Word for word, restate every line of the listing that follows.

+++ Given data +++

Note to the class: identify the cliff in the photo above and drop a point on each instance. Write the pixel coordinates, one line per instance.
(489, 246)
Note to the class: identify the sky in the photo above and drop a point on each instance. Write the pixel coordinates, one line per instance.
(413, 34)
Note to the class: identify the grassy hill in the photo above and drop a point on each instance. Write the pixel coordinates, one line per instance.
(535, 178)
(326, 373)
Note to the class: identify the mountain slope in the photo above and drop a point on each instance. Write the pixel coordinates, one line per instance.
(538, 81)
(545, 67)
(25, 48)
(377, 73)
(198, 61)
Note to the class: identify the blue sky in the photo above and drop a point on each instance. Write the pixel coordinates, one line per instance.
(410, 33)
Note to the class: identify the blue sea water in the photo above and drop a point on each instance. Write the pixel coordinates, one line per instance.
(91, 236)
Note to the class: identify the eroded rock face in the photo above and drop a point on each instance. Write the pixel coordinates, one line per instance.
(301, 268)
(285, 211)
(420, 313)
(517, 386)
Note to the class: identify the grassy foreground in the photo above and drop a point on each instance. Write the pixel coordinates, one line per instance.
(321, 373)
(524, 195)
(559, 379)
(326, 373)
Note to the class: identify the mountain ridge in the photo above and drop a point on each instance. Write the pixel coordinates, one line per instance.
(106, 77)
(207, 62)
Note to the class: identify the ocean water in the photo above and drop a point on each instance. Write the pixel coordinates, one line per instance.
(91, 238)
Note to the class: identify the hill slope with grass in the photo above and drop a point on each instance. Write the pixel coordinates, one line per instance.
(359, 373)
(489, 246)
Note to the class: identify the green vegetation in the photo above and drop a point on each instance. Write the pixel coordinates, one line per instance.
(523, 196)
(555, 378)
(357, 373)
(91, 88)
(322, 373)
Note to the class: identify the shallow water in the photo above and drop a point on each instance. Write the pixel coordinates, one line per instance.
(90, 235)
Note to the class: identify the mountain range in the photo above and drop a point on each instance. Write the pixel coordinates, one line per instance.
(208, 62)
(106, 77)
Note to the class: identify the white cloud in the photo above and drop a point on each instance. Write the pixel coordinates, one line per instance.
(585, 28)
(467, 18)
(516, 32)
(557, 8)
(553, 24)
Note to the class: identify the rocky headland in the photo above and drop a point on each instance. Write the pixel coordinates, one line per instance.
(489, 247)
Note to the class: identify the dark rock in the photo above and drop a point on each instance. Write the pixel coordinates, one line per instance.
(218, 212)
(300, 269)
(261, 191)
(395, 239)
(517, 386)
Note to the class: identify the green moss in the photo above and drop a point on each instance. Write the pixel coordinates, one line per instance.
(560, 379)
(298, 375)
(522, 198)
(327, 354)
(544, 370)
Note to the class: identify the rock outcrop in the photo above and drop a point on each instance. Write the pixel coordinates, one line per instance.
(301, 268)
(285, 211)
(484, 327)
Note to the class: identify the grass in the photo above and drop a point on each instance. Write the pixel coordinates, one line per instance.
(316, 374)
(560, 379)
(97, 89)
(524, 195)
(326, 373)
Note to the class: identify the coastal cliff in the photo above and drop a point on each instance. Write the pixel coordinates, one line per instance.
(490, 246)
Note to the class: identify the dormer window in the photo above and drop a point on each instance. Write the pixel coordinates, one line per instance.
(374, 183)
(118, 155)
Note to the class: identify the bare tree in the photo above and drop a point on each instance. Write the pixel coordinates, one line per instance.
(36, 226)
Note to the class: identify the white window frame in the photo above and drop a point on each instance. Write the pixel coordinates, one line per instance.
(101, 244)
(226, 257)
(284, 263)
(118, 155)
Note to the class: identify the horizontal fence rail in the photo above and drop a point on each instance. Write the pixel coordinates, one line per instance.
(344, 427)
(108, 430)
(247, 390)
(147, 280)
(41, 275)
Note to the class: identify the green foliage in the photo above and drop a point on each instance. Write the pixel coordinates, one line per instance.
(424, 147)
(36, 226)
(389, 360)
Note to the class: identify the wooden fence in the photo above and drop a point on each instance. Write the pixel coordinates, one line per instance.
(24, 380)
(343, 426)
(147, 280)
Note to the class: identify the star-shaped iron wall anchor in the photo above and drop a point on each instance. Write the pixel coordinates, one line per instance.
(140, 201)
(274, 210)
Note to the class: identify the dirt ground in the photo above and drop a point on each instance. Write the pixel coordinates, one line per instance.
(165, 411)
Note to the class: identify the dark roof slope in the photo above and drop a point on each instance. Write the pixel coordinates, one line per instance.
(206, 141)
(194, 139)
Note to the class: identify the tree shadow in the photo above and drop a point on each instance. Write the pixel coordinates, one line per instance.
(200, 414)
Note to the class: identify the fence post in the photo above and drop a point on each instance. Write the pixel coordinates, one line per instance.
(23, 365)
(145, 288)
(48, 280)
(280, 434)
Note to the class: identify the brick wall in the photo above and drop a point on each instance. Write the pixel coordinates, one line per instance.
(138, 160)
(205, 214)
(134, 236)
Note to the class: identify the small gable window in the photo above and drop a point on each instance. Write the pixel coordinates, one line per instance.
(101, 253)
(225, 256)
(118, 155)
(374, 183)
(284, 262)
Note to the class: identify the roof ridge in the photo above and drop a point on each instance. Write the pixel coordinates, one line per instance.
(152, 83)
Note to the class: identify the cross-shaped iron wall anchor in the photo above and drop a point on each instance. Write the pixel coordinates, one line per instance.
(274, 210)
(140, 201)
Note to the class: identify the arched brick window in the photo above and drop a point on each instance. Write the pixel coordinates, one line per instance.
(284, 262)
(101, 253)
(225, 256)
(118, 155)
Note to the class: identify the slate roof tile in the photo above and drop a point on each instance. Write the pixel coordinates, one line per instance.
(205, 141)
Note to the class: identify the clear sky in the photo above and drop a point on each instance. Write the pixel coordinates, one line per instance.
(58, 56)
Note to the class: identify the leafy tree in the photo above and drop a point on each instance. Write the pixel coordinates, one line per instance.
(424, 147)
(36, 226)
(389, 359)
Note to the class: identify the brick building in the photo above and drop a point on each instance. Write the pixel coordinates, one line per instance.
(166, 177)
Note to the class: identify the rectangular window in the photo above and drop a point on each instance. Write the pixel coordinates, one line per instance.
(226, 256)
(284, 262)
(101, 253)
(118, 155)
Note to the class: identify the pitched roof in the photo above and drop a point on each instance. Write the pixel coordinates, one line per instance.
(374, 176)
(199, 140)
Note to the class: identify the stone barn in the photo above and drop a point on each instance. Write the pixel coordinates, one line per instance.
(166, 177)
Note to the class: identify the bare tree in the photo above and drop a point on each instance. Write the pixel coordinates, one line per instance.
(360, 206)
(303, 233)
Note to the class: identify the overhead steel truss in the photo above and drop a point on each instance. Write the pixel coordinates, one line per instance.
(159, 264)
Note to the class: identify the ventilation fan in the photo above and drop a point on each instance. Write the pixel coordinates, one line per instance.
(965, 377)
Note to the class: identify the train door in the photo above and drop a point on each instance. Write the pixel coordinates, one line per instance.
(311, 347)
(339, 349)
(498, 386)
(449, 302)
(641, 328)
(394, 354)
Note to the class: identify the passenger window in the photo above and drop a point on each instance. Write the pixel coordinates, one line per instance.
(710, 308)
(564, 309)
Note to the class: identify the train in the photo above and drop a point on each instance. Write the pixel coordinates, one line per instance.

+++

*Result*.
Note to the class: identify the cliff in the photo above and drop a point on each instance. Write the pixel coordinates, one line per instance.
(489, 246)
Note to the class: identify the sky in the photo above and drop a point on each instance. Write the pixel coordinates, one line per instance.
(413, 34)
Note to the class: identify the grassy hill in the photo above and drop a point on each instance. Write the pixel coordinates, one line per instance.
(535, 178)
(326, 373)
Note to the class: identify the mountain slope in the photo above and drop a point on each instance. Write the pixel coordinates, one line per instance.
(538, 81)
(545, 67)
(25, 48)
(377, 73)
(198, 61)
Note to the class: identify the blue sky in the photo above and drop a point on each instance. Write the pixel coordinates, one line per instance.
(410, 33)
Note to the class: identify the blue sea water in the photo above and drop a point on each instance. Write the pixel coordinates, one line per instance.
(91, 236)
Note to the class: identify the eroded rock face in the photo above and drop a point on each instance. Write the pixel coordinates, one line per instance.
(301, 268)
(285, 211)
(420, 313)
(517, 386)
Note to the class: identify the grassy foreground in the photo above and drop a point on each instance. Write the pixel coordinates, one line per instance.
(321, 373)
(524, 195)
(559, 379)
(326, 373)
Note to the class: identify the mountain ridge in the photo above and drop a point on each instance. Write the pixel coordinates, one line per instance.
(106, 77)
(207, 62)
Note to the class: identify the ocean water in the photo above and drop a point on each instance. Write the pixel coordinates, one line per instance.
(91, 238)
Note to the class: identify the hill slope with grass in the photo above and drop a point on each instance. Write the pixel coordinates, one line per instance.
(359, 373)
(489, 246)
Note to the class: identify the green vegetation in the photo above and drop a point on each instance. Write the pixel coordinates, one line per instance.
(523, 196)
(555, 378)
(357, 373)
(91, 88)
(322, 373)
Note to the class: identify the shallow water in the photo above and drop a point on each instance. Write the pixel coordinates, one line per instance.
(90, 235)
Note to the class: identify the mountain range in the photo above and drop a point on each instance. Write the pixel coordinates, one line per instance.
(208, 62)
(106, 77)
Note to the class: identify the white cloud in the photo above and drop a point on each instance. Write the pixel coordinates, one line per instance.
(585, 28)
(467, 18)
(516, 32)
(557, 8)
(553, 24)
Note to the class: identify the rocky headland in the photo above and drop a point on each instance. Write the pixel coordinates, one line per instance.
(489, 247)
Note to the class: identify the dark rock in the photo above and drop a point on each instance. Write the pixel coordinates, one line per instance.
(218, 212)
(300, 269)
(261, 191)
(395, 239)
(517, 386)
Note to the class: identify the green moss in the photo above and drop a point on each instance. Write the pixel coordinates, one line per instance.
(560, 379)
(298, 375)
(522, 198)
(327, 354)
(544, 370)
Note to the class: identify the rock outcrop in the photo above and drop a point on each instance. Write the pixel coordinates, one line per instance.
(301, 268)
(285, 211)
(484, 327)
Note to the class: identify the grass in the photo above and drop a point on each instance. Write the pixel coordinates, one line per instance.
(316, 374)
(560, 379)
(97, 89)
(524, 195)
(326, 373)
Note to the class: identify the coastal cliff in the photo above and drop a point on each instance. Write the pixel coordinates, one line per instance.
(490, 246)
Note to the class: identify the dormer window in the photo above and drop a point on each instance. Write the pixel coordinates, one line per instance.
(374, 183)
(118, 155)
Note to the class: identify the bare tree in the photo above and drop a point on each instance. Write the pixel coordinates, one line per instance.
(36, 226)
Note to the class: identify the white window frame in the photo above and drop a point on each instance. Write the pixel coordinates, one line per instance.
(101, 244)
(226, 257)
(284, 263)
(118, 155)
Note to the class: identify the horizontal fence rail in the photo above and drop a point on each instance. Write the pixel coordinates, one line per instance.
(344, 427)
(108, 430)
(247, 390)
(147, 280)
(41, 275)
Note to the class: identify the green foliage in the photo above and drop a point on each instance. Write the pixel coordinates, one line per instance.
(424, 147)
(36, 226)
(389, 360)
Note to the class: identify the wooden fence in the photo above and drop a point on each instance. Write the pixel coordinates, one line per instance.
(24, 380)
(343, 426)
(147, 280)
Note to the class: identify the star-shaped iron wall anchor in the photo above and drop a point on each instance. Write the pixel coordinates, one line per instance.
(140, 201)
(274, 210)
Note to the class: identify the dirt ground in the photo above and drop a point on each instance. Write the pixel coordinates, one line per instance.
(165, 411)
Note to the class: identify the dark roof slope in the photo above and drop a point on each instance. Write the pixel coordinates, one line per instance.
(206, 141)
(194, 139)
Note to the class: identify the tree shadow in the photo above and drop a point on each instance. Write the pixel coordinates, one line per instance.
(200, 414)
Note to the class: identify the fence post in the photo above and drop a point on each instance. Write the pixel coordinates, one line per instance.
(23, 365)
(145, 288)
(48, 280)
(280, 434)
Note to the class: identify the brick wall in the photo above and drop a point on each instance. Write the pixel coordinates, one line per instance.
(138, 160)
(205, 214)
(134, 236)
Note to the class: identify the small gable window in the photo above and drop a point on each instance. Write the pixel coordinates, one line per instance.
(101, 253)
(225, 256)
(118, 155)
(374, 183)
(284, 262)
Note to the class: identify the roof ridge in the photo above and drop a point on each instance. Write the pixel coordinates, one line per instance.
(152, 83)
Note to the class: identify the cross-shaped iron wall anchor in the photo above and drop a point on each instance. Write the pixel coordinates, one line per instance.
(274, 210)
(140, 201)
Note to the class: identify the arched brick window in the photo above and drop a point on each instance. Write the pixel coordinates, one line per instance.
(284, 262)
(101, 253)
(225, 256)
(118, 155)
Note to the class: identify the slate roof tile in the photo above and drop a point on each instance. Write the pixel coordinates, one line per instance.
(205, 141)
Note to the class: identify the clear sky in the photo above and drop a point on each instance. Write the pixel coordinates, one line per instance.
(58, 56)
Note to the class: identify the leafy tree in the photo above and drop a point on each instance. Write the pixel coordinates, one line per instance.
(424, 147)
(36, 226)
(389, 359)
Note to the class: identify the brick building in the photo above and drop a point on each instance. Write the pixel coordinates, one line per instance.
(166, 177)
Note to the class: identify the rectangular window in the photo above and drop a point on each instance. Write the pixel coordinates, one line per instance.
(226, 256)
(284, 262)
(101, 253)
(118, 155)
Note to the class: identify the pitched roof in the photo above and drop a point on each instance. Write the pixel coordinates, one line per instance.
(374, 176)
(199, 140)
Note to the class: identify the stone barn in the photo above and drop a point on each instance. Write the pixel coordinates, one line per instance.
(166, 177)
Note to the class: identify the bare tree in the photo above and drop a point on each instance. Write the pixel coordinates, one line per instance.
(360, 206)
(303, 233)
Note to the class: identify the overhead steel truss in the photo above and drop a point on each instance. Write the pixel coordinates, one line per instance.
(159, 264)
Note to the class: identify the ventilation fan in the photo above and drop a point on each instance. Write the pixel coordinates, one line per instance.
(965, 377)
Note to the class: identify the train door in the photo above and drop a point on each instance. Write the pixel coordinates, one line per instance.
(311, 347)
(339, 349)
(498, 386)
(449, 302)
(641, 328)
(394, 354)
Note to the class: identify the passenger window in the photo above and drop a point on each instance. Write the pixel coordinates, one line per instance.
(710, 308)
(564, 309)
Note to the class: identify the train in the photo above and drop a point on each instance. Write the pixel coordinates, one line per instance.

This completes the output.